PROBLEM ▸
Continue the blog post about cooking at home during quarantine, picking up right after its last sentence.

TEXT SECTION ▸
= = = = =

Today, I'll finish this post then I'll spend some time formatting the first one and making the webpage for people to join.  It's a scary world and a cloudy day that already feels a little sticky and storm swollen, but I have coffee and a laptop and lots of poems and pictures. So I'm feeling a little better able to focus today on the center, that for me anyway,  holds it all together.

Sunday, May 17, 2020

cooking for the apocalypse

I've been cooking more in my kitchen than I ever was during the quarantine--a lot of things involving tortillas, which are my favorite, but other things like crock pot experiments, pastas, pizza, soups. I'm not a successful baker, so you won't see much coronatine bread coming from my kitchen, but you may see some box mix cakes and muffins.  Prior to this, there were years where I kept very little food in the house.  I always got coffee & breakfast from a cafe or Dunkin, maybe a sandwich or vending machine fare for lunch.  Dinner was something microwaveable or a loaded salad, because the last thing I wanted to do at 11pm and working all day was cook or wash dishes.  Weekends for years probably meant a lot of takeout--all cuisines and all sorts of places. The frequency of delivery fare some periods can be measured by the fact that I once ended up involved for years w/  the delivery guy from a restaurant/bar  with amazing pot roast because he encountered me so much over about a 2 year span, he eventually facebook stalked me and asked me out.

My cooking, when it happened, usually happened on weekends.  I liked to make soup on Sundays, and homemade pizza on Saturday. If I was feeling adventurous, maybe fried rice or bbq ribs in the oven.  When I gave up the studio, I started having breakfast at home, but it was usually fast prep stuff even still-frozen croissant sandwiches, muffins, frozen waffles. On the weekends, I'd make omelettes, or bacon & fried egg sandwiches. Maybe pancakes or french toast.  The thing  about quarantine is that every day is a weekend breakfast now.  I'm loving omelettes almost daily, and toasted bagels slathered in butter. Yesterday, I had hash browns and made my mother's recipe for campers breakfast. Usually lunch is another bagel with cream cheese or a cold cut sandwich or maybe peanut butter, but my dinners have gotten a little more daring.  A couple week's ago, I made bruschetta. Last week, some creamy chicken sauce for pasta in the crock pot. Even simple pasta dishes are more elaborate--sweet italian sausage & peppers over rigatoni instead of the usual ground beef.  A lemon cream primavera sauce over fettuccine. This week, I'm going to try a pot roast.

= = = = =

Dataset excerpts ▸
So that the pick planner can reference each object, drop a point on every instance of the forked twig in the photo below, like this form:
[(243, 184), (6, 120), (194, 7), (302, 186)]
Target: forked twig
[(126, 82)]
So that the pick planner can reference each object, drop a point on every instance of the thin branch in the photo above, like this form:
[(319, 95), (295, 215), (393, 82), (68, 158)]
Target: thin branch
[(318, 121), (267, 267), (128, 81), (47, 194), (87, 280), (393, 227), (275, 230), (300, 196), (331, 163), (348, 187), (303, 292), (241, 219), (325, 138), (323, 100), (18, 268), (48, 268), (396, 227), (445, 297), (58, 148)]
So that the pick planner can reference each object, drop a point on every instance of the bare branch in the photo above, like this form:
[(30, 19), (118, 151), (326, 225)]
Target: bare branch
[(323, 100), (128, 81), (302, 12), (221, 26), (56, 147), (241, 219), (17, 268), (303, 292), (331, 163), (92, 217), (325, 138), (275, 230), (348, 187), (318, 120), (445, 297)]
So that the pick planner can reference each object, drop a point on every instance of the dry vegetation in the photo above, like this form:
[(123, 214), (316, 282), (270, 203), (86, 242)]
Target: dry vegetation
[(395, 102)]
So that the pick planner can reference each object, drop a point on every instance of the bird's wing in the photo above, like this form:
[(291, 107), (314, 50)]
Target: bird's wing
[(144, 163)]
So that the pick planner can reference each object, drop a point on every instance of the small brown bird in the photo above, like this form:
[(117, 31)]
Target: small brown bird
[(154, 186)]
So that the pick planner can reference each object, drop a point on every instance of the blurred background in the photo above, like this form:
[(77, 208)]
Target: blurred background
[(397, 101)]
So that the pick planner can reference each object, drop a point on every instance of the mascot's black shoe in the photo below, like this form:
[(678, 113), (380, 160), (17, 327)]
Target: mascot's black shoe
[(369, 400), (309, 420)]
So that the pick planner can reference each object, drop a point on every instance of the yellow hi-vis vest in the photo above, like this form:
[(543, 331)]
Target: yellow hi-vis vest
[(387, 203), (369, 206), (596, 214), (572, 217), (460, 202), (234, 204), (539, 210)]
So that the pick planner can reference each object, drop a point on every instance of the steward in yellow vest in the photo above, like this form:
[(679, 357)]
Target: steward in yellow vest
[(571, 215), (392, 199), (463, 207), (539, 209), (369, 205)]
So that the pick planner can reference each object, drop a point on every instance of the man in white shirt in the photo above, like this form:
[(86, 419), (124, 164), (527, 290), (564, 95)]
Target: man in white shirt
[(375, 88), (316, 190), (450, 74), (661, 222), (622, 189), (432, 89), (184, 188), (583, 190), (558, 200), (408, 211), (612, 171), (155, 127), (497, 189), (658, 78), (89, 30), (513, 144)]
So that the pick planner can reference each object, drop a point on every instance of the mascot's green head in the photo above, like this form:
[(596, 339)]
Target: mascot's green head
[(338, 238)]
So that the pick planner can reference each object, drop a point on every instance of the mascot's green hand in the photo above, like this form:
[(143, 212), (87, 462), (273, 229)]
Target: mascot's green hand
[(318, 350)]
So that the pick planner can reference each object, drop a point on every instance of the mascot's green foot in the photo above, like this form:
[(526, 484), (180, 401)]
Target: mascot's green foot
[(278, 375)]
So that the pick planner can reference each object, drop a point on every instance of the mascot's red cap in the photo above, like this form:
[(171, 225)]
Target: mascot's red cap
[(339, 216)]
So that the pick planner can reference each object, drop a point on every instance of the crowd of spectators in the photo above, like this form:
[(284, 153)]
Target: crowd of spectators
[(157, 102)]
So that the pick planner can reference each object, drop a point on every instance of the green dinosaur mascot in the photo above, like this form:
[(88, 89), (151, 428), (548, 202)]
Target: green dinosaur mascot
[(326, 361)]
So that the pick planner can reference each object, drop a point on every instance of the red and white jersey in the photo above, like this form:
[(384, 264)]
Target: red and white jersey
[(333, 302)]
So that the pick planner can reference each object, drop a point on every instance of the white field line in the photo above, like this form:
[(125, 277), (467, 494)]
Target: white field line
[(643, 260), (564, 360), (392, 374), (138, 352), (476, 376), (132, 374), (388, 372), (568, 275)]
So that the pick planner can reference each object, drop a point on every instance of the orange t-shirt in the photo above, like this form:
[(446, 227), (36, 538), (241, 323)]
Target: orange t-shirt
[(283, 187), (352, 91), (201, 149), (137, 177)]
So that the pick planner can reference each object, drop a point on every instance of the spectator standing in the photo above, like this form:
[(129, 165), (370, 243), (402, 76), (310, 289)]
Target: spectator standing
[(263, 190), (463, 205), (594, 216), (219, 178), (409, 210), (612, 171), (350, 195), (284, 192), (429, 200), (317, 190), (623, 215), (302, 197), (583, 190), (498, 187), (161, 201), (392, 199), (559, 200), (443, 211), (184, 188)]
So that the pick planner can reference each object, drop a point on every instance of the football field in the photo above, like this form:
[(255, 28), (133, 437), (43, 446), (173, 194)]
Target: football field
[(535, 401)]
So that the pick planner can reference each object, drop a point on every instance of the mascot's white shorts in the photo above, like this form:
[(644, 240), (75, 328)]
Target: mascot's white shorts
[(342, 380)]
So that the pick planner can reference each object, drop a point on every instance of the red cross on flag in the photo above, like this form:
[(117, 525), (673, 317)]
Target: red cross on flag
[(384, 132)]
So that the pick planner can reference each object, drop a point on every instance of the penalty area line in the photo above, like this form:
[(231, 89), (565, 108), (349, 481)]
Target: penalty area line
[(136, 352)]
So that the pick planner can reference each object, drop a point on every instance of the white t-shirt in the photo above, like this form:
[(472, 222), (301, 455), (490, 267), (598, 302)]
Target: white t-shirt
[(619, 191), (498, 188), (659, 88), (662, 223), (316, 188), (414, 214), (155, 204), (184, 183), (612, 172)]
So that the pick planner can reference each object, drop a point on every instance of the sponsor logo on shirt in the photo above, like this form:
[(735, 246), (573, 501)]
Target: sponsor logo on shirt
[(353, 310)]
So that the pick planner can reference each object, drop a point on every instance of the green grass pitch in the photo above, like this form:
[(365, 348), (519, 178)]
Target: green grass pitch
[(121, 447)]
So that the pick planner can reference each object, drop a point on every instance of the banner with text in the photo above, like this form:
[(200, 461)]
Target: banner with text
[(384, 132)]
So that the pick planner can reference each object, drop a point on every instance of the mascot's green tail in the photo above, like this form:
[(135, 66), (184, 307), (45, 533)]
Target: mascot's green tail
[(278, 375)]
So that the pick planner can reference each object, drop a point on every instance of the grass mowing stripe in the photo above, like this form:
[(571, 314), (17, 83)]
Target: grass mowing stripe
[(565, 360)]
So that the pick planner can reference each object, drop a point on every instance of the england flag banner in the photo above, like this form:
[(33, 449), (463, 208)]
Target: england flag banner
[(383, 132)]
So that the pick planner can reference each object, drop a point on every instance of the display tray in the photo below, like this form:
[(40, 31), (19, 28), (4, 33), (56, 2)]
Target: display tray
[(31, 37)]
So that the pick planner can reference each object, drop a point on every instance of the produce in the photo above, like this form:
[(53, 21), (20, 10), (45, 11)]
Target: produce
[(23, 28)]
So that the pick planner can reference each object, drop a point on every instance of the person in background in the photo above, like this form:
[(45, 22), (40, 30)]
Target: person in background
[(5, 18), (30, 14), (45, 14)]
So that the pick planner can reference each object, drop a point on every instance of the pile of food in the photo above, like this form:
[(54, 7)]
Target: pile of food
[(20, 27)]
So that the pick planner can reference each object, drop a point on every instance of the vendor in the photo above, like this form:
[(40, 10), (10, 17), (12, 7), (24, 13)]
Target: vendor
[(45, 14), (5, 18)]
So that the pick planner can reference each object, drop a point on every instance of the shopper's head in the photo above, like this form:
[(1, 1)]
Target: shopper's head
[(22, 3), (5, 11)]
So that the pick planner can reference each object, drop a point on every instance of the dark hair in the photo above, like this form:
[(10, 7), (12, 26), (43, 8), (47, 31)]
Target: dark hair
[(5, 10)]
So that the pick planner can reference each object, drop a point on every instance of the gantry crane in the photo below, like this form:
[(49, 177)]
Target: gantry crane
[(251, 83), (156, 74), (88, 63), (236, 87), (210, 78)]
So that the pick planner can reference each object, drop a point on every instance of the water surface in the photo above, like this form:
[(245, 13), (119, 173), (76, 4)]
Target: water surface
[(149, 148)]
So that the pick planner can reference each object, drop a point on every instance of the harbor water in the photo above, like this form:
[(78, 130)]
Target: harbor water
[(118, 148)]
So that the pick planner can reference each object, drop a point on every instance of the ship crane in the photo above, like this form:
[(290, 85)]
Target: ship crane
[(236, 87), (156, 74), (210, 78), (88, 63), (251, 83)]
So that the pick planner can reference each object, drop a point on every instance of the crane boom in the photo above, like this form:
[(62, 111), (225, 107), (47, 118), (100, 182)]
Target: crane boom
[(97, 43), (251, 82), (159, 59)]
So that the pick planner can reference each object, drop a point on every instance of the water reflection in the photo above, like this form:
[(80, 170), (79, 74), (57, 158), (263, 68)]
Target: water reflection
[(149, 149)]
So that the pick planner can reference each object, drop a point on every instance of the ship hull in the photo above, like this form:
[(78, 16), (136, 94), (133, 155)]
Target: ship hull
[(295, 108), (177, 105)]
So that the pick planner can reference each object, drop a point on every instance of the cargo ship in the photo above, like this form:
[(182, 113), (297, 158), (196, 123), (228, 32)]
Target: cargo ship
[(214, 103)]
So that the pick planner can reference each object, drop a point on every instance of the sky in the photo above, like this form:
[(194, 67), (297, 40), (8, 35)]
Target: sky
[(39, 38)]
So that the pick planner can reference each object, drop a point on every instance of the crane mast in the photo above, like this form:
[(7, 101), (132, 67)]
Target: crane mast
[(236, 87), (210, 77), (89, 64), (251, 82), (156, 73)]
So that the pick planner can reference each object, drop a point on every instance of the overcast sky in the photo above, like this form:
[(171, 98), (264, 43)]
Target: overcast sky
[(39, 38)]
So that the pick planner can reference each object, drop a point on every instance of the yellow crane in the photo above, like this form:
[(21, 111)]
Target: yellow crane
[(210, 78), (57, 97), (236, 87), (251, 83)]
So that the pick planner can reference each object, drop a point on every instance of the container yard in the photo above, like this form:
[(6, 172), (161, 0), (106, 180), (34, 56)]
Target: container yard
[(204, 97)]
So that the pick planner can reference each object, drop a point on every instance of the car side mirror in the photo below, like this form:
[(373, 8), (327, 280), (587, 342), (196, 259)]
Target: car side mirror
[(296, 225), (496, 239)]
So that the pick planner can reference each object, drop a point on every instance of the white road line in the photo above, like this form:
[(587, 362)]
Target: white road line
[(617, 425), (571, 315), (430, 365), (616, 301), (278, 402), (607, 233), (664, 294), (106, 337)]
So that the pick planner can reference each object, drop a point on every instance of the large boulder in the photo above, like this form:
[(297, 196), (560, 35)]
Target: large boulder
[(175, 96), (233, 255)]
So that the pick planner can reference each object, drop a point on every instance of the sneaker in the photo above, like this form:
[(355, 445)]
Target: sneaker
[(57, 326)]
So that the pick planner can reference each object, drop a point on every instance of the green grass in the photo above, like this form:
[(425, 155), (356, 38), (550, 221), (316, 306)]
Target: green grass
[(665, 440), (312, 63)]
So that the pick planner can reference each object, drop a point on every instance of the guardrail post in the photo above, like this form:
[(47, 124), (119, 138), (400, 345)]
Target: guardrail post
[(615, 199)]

= = = = =

RESPONSE TO THE EXERCISE ▸
Part of it is just  the fact that there are simply more groceries in the house.  I hate shopping in stores even pre-pandemic, so have been amply shopping Amazon and Whole Foods (whose delivery slots seem to be getting easier to grab the past couple of weeks as people settled in).  Also, I am less exhausted from running around, so have more energy to cook and do the dishes. more time to slow down and enjoy the process as well as the results. (I've also been trying to save $ during all the uncertainty, so have forbidden myself delivery fare. )  I was eating erratically at first (a full pantry and fridge is a bad thing to have with a binge eating disorder) but I've calmed my ass down and can even keep some treats in the house and not gnaw my way through them all at once like a fiend (ice cream, chocolate, popsicles, even some baked goods.)

I have no idea if this will hold after I go back to old schedules of work and limited home time, but maybe. It'd be nice if I walk away at least with one good new habit in not relying so much on takeout and delivery.  Or so much on frozen food that is serviceable and edible, but not always that tasty and filled with extra sodium.